● **Work request 1**
Translate this sentence from the reading log into French: "In the entirety of January I managed to read a grand total of two books."
● **Work request 2**
According to the reading log, how many pages long is Justinian's Flea?
● **Work request 3**
Write out the passage of the reading log from "Second up, and" up to and including "for several weeks.", without any changes.

I am one week into February and my goal for 100 books looks like a fail so far. In the entirety of January I managed to read a grand total of two books. And these books were not even that long, but both were definitely enjoyable. So this will be a short entry.
First up: The Great Mortality by David Kelly 371 pages. This talks about the great medieval plague in Europe. It was all quite fun, especially since the writer had no problem against digressing and including al the colorful anecdotes that make history an enjoyable subject. My favorite episode concerned a British doctor named John Colle who noticed that people who cleaned latrines and worked near cesspools did not get the plague with the same frequency as people who did not work in filth. So following his medical training he came to the conclusion that the cool/wet combination of the fetidness helped prevent sickness, therefore it was in his patients best interest to visit the cesspool once a day and breathe in the life saving vapors. What a treatment! Of course the correlation was because the rats carrying the fleas avoided cesspools.
Second up, and Finally I read another history book about the plague, only this plague was from 542 during Emperor Justinians reign called Justinian's Flea at 241 pages. This book was a little drier than the other and obviously written with scholars more in mind, though it did have much to commend it as a good read. This book was definitely more holistic in that it tried to show the collapse of the Byzantine Empire. And the plague was barely mentioned until around halfway through the book, so it wasn't even the main focus, just another cause of Empire collapse. So having filled my time reading about the bubonic plague in January I have moved on to more digestable fare such as a book about Edward I and Terry Pratchett, to be finished in a couple of weeks.
I am heading to Ireland now so will not write again for several weeks.

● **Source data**
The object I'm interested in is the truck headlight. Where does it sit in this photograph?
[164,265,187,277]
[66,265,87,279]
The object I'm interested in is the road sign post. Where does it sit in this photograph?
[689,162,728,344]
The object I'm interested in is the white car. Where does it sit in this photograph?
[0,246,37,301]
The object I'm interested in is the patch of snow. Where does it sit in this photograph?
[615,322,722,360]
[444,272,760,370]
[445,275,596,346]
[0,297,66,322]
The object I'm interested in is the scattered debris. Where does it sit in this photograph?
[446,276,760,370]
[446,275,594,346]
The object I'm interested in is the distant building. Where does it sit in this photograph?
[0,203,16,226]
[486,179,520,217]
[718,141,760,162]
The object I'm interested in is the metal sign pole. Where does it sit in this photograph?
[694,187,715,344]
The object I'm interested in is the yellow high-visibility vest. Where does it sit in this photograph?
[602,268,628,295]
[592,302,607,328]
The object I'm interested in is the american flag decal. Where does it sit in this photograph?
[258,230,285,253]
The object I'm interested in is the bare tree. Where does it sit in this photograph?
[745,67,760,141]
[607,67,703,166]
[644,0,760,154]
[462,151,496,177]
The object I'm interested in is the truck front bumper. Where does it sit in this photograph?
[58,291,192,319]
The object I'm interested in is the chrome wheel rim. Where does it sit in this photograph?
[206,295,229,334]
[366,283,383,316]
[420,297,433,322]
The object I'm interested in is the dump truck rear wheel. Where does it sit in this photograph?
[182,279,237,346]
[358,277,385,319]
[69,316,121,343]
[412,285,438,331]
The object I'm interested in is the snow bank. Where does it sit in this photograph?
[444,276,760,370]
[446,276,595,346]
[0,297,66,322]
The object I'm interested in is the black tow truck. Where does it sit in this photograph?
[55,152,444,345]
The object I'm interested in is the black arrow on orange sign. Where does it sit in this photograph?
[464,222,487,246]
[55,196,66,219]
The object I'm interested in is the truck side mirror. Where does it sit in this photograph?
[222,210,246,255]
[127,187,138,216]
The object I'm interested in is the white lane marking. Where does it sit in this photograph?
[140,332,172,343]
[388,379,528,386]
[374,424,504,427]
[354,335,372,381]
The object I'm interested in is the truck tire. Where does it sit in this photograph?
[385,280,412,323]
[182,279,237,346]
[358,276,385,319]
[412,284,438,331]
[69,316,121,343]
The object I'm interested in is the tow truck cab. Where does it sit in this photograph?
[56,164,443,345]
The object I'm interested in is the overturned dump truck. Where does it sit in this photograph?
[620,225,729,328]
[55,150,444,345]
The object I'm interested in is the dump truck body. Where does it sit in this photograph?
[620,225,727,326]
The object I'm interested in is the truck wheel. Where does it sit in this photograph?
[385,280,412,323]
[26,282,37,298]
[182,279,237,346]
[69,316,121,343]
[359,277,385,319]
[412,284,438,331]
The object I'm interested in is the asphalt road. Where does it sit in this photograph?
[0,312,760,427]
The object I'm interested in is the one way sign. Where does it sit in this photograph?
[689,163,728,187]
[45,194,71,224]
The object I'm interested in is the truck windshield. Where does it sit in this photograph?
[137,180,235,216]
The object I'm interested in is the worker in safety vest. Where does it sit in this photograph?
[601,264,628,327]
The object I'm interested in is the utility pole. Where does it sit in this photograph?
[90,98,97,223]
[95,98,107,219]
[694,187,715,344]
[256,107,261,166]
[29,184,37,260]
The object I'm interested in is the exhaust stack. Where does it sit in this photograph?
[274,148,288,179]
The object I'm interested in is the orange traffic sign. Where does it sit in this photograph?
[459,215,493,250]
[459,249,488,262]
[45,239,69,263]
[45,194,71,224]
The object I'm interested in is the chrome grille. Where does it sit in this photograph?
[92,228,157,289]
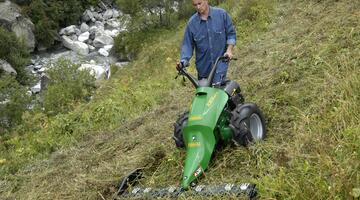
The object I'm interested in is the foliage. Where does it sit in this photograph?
[115,0,193,59]
[0,27,30,85]
[42,60,95,115]
[0,74,31,130]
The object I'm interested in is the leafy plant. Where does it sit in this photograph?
[42,60,95,115]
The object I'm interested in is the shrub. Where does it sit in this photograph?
[42,60,95,115]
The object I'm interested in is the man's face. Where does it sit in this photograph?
[193,0,209,14]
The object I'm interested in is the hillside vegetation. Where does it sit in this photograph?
[0,0,360,199]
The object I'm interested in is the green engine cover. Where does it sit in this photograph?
[182,87,229,189]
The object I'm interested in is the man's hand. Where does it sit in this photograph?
[224,44,234,60]
[176,62,184,71]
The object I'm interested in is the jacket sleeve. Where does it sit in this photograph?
[224,12,236,45]
[180,24,194,66]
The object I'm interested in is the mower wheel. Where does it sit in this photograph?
[173,111,189,148]
[229,103,266,146]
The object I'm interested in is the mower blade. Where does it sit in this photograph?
[116,168,143,196]
[115,183,257,199]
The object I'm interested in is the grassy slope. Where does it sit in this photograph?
[0,0,360,199]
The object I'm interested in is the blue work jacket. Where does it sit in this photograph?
[180,6,236,82]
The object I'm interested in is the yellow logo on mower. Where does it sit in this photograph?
[188,142,200,148]
[189,115,202,121]
[206,92,218,107]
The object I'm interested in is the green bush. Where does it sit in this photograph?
[0,74,31,130]
[42,60,95,115]
[0,27,30,85]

● **Task response 1**
Pendant tout le mois de janvier, j'ai réussi à lire en tout et pour tout deux livres.

● **Task response 2**
241 pages.

● **Task response 3**
Second up, and Finally I read another history book about the plague, only this plague was from 542 during Emperor Justinians reign called Justinian's Flea at 241 pages. This book was a little drier than the other and obviously written with scholars more in mind, though it did have much to commend it as a good read. This book was definitely more holistic in that it tried to show the collapse of the Byzantine Empire. And the plague was barely mentioned until around halfway through the book, so it wasn't even the main focus, just another cause of Empire collapse. So having filled my time reading about the bubonic plague in January I have moved on to more digestable fare such as a book about Edward I and Terry Pratchett, to be finished in a couple of weeks.
I am heading to Ireland now so will not write again for several weeks.